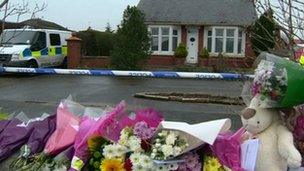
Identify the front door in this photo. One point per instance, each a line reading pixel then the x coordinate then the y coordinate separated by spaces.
pixel 192 45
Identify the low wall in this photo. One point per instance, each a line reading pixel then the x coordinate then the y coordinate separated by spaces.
pixel 94 62
pixel 156 61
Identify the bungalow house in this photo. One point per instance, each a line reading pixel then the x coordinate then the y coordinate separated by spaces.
pixel 217 25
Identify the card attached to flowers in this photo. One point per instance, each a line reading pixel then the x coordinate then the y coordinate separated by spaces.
pixel 189 137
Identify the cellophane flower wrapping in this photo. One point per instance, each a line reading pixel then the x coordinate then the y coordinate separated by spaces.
pixel 227 148
pixel 13 137
pixel 270 83
pixel 67 126
pixel 42 130
pixel 80 145
pixel 277 82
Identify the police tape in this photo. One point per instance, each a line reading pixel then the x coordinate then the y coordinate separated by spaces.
pixel 118 73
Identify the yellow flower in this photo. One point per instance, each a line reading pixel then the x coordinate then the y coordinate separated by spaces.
pixel 112 165
pixel 212 164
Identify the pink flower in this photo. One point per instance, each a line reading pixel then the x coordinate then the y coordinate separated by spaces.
pixel 192 162
pixel 143 131
pixel 299 128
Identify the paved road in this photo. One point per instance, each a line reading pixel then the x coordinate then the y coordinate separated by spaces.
pixel 37 94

What is required
Produce an exact reprint of the entries, dropping the images.

Task response
Identify the front door in this photo. One point per instance, each a line reading pixel then the x coordinate then the y coordinate separated by spaces.
pixel 192 45
Identify the low wall in this photo. One point per instance, each a line reading pixel then the x coordinate then the y coordinate separated by spaces.
pixel 94 62
pixel 156 61
Identify the bungalow house in this photo. One point per instance, each a line reading pixel then the x coordinate then the y coordinate separated by spaces.
pixel 217 25
Identify the card attached to flowers in this photo. One point per instance, each a line reading pixel then the x coordinate then the y coordinate separated by spaces.
pixel 189 137
Identify the cellophane flower wrapping in this photo. One point per instance, each a line reading pixel then the x coordinate then the y coordinate separated by spaces.
pixel 227 148
pixel 13 137
pixel 270 83
pixel 67 126
pixel 42 130
pixel 80 145
pixel 277 82
Identify the police tape in this photo. One point per instance, each a line reading pixel then the x coordinate then the y coordinate separated by spaces.
pixel 118 73
Identify the yellow flower in this photo. One point per instance, each a line reading pixel then the x coordinate then the y coordinate separated by spaces.
pixel 112 165
pixel 212 164
Identify the pink flower in this photo. One point per instance, each a line reading pixel then the x coordinate then the y coordinate separated by spaces.
pixel 192 162
pixel 143 131
pixel 299 128
Identify the paved road in this photo. One point per instance, each a line reading pixel then the x coordinate then the y coordinate separated by spaces.
pixel 37 94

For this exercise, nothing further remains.